**EXTRAIT CHOISI:**
Jusqu’à ce jour, la politique l’avait laissée indifférente. Elle paraît ne s’y être que faiblement intéressée pendant les premières années de son séjour à Londres et n’avoir pris que peu de part aux graves affaires dont son mari, en sa qualité d’ambassadeur de Russie, était chargé de débrouiller l’écheveau. Que le pouvoir en Angleterre fût aux mains des tories ou aux mains des whigs, cela lui importait peu. A quelque parti qu’ils appartinssent, n’était-elle pas choyée par les conseillers de la couronne ? L’opposition ne l’environnait-elle pas des mêmes égards ; la famille royale ne la traitait-elle pas comme une privilégiée ; ne trouvait-elle pas partout, enfin, dans la société britannique l’accueil que méritaient les représentans de cet empereur Alexandre qui, depuis qu’il s’était rapproché de l’Angleterre, n’avait cessé d’être son allié fidèle, complaisant, empressé ?

**ENTRÉES RÉPERTORIÉES:**
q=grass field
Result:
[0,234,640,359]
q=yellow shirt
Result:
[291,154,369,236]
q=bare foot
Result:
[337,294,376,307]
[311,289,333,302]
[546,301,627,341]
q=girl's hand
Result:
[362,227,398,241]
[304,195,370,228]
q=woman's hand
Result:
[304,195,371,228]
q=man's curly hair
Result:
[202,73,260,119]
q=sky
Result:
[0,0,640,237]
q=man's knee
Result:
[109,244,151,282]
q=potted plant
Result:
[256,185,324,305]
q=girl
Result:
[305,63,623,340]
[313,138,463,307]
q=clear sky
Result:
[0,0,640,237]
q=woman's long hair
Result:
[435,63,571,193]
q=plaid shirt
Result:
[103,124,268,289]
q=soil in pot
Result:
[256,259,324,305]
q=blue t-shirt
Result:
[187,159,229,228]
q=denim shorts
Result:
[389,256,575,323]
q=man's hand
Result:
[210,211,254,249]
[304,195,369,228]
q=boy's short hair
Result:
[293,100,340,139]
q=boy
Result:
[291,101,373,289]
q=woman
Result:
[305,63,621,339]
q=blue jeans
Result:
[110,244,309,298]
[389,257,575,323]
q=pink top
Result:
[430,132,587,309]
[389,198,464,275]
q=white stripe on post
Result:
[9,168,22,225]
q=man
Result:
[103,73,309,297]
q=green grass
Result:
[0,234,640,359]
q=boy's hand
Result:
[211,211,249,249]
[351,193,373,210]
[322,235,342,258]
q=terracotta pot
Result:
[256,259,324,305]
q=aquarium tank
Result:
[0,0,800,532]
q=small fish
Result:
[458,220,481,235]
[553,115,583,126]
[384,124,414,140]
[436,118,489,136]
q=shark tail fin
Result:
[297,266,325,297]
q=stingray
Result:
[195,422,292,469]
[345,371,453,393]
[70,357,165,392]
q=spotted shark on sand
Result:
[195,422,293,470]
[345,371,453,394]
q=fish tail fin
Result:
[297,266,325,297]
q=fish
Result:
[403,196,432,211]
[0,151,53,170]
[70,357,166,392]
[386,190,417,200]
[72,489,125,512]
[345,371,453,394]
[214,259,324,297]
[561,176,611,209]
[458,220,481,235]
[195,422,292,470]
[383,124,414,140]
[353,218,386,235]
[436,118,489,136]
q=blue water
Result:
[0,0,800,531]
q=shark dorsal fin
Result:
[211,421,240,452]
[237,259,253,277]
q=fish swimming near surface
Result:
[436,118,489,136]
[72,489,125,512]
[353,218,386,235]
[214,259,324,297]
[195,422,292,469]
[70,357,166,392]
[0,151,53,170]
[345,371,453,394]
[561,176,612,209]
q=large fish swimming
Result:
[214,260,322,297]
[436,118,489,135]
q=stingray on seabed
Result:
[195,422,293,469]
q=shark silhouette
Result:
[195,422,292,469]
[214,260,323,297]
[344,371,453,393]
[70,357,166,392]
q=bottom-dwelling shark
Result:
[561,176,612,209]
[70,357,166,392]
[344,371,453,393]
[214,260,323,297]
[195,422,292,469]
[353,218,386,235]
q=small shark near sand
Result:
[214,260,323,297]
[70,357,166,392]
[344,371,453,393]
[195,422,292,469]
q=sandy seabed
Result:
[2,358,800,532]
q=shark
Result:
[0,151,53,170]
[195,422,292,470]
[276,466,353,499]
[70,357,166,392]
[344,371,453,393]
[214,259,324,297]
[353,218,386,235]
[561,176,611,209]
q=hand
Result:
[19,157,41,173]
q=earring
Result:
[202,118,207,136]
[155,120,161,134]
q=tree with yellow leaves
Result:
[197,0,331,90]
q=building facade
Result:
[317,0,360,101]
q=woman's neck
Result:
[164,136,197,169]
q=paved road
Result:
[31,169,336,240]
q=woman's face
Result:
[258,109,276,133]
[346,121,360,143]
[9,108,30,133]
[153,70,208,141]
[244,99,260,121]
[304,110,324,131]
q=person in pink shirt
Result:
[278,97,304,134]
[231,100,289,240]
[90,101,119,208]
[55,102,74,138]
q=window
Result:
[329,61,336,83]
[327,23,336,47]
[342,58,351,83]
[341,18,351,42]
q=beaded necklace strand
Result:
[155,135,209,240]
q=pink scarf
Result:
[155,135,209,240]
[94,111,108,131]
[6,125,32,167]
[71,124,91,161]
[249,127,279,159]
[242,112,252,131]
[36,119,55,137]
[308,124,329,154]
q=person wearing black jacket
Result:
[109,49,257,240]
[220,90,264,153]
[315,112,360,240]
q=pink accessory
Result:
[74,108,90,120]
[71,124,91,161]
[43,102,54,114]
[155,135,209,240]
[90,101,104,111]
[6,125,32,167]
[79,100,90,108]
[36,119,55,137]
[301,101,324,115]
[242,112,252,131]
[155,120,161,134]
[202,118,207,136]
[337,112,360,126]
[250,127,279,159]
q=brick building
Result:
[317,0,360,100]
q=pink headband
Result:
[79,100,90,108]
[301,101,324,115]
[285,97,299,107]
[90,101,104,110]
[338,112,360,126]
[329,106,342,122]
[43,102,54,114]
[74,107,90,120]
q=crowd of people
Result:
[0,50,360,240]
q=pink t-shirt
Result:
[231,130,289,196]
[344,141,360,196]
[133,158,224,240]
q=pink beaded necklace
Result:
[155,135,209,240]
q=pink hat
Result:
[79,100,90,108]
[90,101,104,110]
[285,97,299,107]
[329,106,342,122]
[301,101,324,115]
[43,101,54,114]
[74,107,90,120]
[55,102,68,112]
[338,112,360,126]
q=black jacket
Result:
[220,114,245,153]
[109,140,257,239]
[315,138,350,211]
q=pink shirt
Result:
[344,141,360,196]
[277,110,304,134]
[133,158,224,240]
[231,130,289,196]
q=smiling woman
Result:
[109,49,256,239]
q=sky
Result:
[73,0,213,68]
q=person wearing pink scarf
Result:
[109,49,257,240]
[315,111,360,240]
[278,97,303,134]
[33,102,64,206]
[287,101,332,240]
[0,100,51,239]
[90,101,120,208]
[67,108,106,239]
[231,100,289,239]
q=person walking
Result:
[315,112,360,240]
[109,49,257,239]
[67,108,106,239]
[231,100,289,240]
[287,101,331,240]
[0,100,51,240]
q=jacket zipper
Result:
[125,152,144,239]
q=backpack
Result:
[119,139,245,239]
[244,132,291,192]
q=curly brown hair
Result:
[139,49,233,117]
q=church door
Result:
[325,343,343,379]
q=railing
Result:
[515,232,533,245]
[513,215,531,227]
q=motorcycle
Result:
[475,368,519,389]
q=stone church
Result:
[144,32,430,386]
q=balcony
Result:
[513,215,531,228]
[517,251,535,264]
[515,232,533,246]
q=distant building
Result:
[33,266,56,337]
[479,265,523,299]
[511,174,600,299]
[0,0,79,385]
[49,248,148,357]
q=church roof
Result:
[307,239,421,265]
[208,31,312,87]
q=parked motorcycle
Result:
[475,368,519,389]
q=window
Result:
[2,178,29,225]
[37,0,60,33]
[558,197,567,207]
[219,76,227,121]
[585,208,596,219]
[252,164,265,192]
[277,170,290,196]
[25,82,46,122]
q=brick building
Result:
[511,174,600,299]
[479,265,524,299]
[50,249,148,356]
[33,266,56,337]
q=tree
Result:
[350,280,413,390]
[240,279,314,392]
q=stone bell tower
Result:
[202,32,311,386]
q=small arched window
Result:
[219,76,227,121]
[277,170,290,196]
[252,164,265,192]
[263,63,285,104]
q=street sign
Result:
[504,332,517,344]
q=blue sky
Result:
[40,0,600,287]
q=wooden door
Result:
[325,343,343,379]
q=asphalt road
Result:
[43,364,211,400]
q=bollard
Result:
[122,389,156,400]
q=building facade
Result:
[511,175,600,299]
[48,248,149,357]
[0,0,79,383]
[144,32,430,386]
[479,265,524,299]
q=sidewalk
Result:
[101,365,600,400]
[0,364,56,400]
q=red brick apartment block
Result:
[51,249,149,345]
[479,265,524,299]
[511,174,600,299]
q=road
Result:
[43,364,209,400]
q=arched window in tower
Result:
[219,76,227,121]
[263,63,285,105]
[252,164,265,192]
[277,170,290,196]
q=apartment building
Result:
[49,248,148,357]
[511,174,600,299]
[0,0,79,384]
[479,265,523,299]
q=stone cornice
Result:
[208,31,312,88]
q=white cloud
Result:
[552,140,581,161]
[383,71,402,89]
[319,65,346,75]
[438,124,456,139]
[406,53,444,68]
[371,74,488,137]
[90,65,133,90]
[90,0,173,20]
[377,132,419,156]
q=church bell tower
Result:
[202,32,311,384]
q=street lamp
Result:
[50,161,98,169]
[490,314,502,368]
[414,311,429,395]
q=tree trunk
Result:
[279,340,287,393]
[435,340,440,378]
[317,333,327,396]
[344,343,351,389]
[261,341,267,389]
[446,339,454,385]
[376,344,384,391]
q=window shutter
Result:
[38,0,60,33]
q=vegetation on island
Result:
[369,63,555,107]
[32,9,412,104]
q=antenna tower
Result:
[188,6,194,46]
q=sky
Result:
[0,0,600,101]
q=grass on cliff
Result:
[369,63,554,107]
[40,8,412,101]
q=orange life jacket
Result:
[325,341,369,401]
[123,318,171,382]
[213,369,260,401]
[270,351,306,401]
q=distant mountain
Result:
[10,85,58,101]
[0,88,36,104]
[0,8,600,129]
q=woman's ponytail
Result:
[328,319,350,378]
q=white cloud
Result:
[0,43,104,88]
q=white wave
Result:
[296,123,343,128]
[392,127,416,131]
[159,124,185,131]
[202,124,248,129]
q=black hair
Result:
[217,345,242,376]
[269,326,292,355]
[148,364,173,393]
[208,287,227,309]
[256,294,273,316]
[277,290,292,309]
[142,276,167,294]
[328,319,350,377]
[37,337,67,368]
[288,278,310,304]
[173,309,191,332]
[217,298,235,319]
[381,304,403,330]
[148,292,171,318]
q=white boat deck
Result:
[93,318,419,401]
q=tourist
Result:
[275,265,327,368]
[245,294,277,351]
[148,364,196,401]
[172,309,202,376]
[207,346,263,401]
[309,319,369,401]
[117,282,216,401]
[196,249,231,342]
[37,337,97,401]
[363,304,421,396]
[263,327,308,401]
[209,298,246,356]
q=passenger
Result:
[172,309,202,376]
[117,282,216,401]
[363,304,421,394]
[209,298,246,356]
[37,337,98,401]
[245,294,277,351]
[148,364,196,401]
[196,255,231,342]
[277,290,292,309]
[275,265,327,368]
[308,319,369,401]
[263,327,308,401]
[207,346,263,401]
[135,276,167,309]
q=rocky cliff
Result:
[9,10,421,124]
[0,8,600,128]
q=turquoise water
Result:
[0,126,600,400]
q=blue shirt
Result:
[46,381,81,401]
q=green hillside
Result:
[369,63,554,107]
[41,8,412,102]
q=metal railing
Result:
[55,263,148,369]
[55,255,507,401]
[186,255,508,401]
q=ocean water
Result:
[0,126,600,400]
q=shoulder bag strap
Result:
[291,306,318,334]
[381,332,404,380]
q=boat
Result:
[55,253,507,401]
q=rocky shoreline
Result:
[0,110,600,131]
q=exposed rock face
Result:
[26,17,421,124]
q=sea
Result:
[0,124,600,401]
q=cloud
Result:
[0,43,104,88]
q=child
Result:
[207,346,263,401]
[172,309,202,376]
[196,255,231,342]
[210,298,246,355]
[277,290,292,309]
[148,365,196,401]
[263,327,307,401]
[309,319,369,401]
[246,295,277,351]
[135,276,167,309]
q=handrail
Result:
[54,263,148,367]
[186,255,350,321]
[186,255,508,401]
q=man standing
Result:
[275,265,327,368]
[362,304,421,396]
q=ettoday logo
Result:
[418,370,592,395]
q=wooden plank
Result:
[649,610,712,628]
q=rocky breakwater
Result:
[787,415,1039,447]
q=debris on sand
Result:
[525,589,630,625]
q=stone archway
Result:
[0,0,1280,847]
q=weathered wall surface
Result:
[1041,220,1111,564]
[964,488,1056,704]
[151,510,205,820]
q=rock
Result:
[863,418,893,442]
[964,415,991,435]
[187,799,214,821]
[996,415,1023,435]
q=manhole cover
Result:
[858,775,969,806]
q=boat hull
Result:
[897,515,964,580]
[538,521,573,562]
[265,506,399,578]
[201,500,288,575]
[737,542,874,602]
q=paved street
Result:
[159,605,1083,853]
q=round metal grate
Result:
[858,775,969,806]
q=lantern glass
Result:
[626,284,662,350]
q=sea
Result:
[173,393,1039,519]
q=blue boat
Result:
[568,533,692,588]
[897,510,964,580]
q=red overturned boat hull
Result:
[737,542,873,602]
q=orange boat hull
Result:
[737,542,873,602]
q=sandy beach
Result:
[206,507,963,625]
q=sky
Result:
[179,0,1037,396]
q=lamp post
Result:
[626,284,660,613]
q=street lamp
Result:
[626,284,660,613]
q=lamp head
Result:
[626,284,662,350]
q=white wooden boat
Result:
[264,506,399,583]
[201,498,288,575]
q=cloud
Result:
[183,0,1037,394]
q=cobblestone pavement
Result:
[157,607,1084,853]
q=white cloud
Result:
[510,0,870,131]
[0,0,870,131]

**TRAVAIL DEMANDÉ:**
Selon l'extrait choisi, pourquoi l'épouse de l'ambassadeur de Russie se souciait-elle peu que les tories ou les whigs détiennent le pouvoir en Angleterre ? Répondez en une à trois phrases.

**RÉPONSE ATTENDUE:**
Quel que fût le parti au pouvoir, elle était choyée par les conseillers de la couronne, et l'opposition l'entourait des mêmes égards. La famille royale la traitait en privilégiée, et la société britannique lui réservait partout l'accueil dû aux représentants de l'empereur Alexandre, allié fidèle de l'Angleterre depuis son rapprochement avec elle.